***** Input rows

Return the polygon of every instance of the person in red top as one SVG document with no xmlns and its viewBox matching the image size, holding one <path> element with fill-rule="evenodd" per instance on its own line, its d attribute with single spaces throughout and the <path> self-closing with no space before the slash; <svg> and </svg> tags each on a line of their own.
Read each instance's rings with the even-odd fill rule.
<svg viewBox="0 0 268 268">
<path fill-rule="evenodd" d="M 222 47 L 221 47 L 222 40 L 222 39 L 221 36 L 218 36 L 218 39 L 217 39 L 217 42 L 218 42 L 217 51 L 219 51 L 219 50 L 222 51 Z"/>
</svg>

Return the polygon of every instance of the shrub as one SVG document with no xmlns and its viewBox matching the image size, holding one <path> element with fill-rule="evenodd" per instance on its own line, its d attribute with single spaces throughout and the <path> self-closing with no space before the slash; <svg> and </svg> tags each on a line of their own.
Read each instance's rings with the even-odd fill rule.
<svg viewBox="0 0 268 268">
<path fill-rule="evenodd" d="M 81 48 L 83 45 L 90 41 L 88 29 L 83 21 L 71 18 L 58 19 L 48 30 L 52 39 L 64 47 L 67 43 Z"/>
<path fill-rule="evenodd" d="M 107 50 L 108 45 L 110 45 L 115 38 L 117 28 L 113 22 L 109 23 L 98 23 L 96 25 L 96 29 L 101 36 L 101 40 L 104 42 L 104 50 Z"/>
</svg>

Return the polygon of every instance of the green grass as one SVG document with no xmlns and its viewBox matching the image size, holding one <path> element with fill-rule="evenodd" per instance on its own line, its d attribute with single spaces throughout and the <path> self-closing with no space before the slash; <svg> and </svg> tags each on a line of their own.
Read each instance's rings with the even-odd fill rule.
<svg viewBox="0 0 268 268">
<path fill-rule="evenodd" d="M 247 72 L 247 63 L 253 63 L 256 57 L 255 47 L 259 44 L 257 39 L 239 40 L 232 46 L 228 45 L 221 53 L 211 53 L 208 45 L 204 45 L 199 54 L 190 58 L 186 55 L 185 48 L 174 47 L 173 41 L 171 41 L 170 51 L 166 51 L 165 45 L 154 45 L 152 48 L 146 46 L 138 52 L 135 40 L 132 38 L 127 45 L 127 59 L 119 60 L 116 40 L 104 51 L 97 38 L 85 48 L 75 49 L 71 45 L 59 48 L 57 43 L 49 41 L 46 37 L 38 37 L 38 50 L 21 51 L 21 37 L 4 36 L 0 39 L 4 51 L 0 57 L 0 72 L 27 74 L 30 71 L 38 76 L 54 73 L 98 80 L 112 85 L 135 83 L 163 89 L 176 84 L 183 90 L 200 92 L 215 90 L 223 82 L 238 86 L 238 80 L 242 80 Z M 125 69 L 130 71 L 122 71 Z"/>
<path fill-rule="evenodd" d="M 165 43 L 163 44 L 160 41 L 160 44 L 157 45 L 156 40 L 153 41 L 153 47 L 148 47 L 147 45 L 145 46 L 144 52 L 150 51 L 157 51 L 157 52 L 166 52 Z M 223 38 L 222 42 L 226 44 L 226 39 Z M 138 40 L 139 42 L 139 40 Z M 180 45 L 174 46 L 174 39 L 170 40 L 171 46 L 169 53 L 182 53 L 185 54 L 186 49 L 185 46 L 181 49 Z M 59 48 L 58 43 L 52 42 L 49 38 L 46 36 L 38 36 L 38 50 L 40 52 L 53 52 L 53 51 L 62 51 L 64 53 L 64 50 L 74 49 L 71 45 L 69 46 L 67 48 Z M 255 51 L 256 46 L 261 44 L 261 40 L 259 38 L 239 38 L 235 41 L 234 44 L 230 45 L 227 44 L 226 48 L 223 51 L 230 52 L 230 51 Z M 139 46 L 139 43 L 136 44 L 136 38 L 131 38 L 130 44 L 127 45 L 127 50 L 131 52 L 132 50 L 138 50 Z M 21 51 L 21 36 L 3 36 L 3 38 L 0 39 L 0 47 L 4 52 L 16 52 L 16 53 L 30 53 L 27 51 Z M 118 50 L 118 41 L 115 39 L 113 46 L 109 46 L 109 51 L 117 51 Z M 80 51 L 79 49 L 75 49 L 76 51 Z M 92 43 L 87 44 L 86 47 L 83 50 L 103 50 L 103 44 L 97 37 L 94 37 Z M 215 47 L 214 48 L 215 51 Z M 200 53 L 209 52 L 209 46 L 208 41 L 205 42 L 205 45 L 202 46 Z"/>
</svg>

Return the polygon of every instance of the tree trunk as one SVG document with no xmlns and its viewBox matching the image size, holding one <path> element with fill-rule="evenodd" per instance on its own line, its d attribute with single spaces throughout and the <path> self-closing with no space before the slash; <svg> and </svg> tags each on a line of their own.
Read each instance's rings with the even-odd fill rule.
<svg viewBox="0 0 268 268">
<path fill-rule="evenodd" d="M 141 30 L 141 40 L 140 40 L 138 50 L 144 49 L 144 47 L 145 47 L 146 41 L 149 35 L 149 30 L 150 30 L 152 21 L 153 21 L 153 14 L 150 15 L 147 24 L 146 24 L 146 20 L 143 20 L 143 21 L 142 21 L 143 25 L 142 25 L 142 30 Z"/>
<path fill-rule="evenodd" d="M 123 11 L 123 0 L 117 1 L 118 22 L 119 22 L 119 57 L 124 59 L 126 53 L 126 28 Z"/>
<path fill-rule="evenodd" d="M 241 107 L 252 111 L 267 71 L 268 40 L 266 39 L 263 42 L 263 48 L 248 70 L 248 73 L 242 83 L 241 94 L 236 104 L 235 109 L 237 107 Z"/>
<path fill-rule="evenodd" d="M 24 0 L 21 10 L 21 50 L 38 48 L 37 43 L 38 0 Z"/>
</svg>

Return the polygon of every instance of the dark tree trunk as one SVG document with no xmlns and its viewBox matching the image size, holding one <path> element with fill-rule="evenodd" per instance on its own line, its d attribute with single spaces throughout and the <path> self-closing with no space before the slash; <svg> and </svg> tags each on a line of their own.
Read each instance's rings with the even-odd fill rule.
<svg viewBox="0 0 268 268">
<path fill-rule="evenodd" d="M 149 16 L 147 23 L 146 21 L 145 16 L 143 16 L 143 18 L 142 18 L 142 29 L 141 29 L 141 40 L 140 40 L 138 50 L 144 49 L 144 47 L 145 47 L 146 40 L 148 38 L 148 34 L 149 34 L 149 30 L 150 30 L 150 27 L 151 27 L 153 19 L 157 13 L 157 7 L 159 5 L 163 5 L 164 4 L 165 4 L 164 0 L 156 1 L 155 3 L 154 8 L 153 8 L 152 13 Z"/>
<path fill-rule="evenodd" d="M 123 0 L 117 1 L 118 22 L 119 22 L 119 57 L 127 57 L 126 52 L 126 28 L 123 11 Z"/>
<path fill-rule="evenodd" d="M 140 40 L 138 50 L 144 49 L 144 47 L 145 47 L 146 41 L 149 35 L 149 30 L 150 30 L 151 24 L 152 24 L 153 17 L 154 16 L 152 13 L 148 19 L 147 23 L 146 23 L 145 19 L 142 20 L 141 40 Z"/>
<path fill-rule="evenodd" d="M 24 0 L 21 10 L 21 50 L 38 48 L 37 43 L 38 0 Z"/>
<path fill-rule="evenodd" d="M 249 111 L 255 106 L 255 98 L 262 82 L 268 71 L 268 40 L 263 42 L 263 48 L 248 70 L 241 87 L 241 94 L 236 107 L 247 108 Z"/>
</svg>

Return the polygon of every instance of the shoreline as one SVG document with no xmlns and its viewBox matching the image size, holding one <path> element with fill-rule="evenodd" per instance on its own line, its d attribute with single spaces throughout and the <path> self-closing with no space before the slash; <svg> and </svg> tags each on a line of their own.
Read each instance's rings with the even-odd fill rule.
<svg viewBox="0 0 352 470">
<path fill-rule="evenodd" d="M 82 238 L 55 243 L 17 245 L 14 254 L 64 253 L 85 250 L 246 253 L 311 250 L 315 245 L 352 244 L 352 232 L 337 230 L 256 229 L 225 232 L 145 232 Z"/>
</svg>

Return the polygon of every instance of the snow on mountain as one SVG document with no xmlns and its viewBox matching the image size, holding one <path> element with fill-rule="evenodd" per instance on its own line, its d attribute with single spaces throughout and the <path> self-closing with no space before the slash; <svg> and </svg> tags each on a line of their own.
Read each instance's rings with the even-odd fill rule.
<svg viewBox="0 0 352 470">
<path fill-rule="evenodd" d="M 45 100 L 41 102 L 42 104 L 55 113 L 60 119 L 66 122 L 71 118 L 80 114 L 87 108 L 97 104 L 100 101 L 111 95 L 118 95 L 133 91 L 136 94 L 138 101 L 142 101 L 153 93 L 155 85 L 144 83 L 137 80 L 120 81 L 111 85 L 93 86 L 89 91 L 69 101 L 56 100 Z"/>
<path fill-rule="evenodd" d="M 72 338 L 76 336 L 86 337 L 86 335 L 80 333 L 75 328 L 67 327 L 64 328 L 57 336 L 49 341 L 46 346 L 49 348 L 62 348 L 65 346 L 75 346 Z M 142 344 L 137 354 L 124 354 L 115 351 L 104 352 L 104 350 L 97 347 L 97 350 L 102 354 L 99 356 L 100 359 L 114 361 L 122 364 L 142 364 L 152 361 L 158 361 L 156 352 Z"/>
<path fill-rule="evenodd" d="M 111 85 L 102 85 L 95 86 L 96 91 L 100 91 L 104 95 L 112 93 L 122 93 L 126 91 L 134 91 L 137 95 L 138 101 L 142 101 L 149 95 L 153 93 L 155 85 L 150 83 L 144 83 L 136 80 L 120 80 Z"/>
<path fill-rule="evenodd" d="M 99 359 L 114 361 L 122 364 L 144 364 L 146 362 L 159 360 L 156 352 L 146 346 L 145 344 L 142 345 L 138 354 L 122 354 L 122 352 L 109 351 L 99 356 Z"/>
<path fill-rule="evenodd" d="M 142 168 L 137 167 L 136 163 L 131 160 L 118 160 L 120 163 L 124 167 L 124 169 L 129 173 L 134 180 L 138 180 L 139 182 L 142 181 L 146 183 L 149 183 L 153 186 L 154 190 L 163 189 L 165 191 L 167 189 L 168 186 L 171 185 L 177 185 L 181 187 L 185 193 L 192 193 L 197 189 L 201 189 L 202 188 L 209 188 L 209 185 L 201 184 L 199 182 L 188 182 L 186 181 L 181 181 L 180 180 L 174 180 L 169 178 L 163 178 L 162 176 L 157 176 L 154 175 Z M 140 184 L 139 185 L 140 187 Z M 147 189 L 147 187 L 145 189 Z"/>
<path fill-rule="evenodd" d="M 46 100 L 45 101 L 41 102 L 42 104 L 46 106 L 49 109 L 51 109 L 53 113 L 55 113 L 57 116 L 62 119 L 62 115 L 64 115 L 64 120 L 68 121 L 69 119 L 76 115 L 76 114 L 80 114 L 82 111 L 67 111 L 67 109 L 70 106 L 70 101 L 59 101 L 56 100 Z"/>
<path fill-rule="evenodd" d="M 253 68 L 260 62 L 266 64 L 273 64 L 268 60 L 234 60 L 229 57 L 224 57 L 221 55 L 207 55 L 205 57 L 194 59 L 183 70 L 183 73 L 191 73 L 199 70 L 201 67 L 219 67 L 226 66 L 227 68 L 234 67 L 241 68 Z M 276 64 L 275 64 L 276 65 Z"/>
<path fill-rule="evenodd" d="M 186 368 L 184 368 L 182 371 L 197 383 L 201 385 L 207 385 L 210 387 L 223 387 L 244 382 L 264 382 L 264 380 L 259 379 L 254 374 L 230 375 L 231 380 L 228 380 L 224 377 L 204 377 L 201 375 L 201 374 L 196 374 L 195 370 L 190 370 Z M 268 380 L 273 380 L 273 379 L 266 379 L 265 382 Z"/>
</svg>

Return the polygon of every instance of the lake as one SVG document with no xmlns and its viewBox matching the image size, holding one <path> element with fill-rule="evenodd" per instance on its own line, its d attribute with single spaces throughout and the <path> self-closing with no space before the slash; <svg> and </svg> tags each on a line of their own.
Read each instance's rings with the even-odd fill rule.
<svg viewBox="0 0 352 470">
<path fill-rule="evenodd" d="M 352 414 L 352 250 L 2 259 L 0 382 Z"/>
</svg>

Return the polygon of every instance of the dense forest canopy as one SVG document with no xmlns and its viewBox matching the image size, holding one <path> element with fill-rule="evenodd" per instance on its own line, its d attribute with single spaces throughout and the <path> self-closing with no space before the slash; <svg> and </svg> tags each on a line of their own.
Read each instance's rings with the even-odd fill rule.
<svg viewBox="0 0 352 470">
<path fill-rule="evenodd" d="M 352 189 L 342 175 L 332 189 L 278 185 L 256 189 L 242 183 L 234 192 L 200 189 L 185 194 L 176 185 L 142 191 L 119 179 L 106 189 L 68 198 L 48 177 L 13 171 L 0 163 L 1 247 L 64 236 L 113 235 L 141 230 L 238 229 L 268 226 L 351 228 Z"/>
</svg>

**********

— What is needed —
Please lay out the rows as a two-column CSV with the header columns "text" and "answer", starting with the line that contains "Return the polygon of every instance of the green" and going on through the line that contains "247 72 L 247". Give one CSV line per row, with each field in double quotes and any line breaks inside a field replaced by spaces.

— Result of the task —
text,answer
"Return the polygon of every instance of the green grass as one SVG document with no xmlns and its viewBox matching the image size, holding one <path> element with fill-rule=""evenodd"" per instance on its own line, its d attribute with single spaces throughout and the <path> self-closing with no space before the slash; <svg> and </svg> tags each on a line of their own. Read each instance's rings with the even-odd fill rule.","<svg viewBox=""0 0 268 268""> <path fill-rule=""evenodd"" d=""M 247 72 L 247 63 L 253 63 L 256 57 L 255 47 L 259 44 L 257 39 L 239 40 L 232 46 L 228 45 L 221 53 L 211 53 L 208 45 L 204 45 L 199 54 L 190 58 L 186 55 L 185 48 L 174 47 L 173 41 L 171 41 L 170 51 L 166 51 L 165 45 L 154 45 L 152 48 L 146 46 L 138 52 L 135 40 L 132 38 L 127 45 L 127 59 L 119 60 L 116 40 L 104 51 L 97 38 L 85 48 L 75 49 L 71 45 L 59 48 L 57 43 L 49 41 L 46 37 L 38 37 L 38 50 L 21 51 L 21 37 L 4 36 L 0 39 L 4 51 L 0 57 L 0 72 L 27 74 L 30 71 L 38 76 L 54 73 L 98 80 L 112 85 L 135 83 L 163 89 L 176 84 L 183 90 L 200 92 L 215 90 L 223 82 L 238 86 L 238 80 L 242 80 Z M 125 69 L 130 71 L 122 71 Z""/>"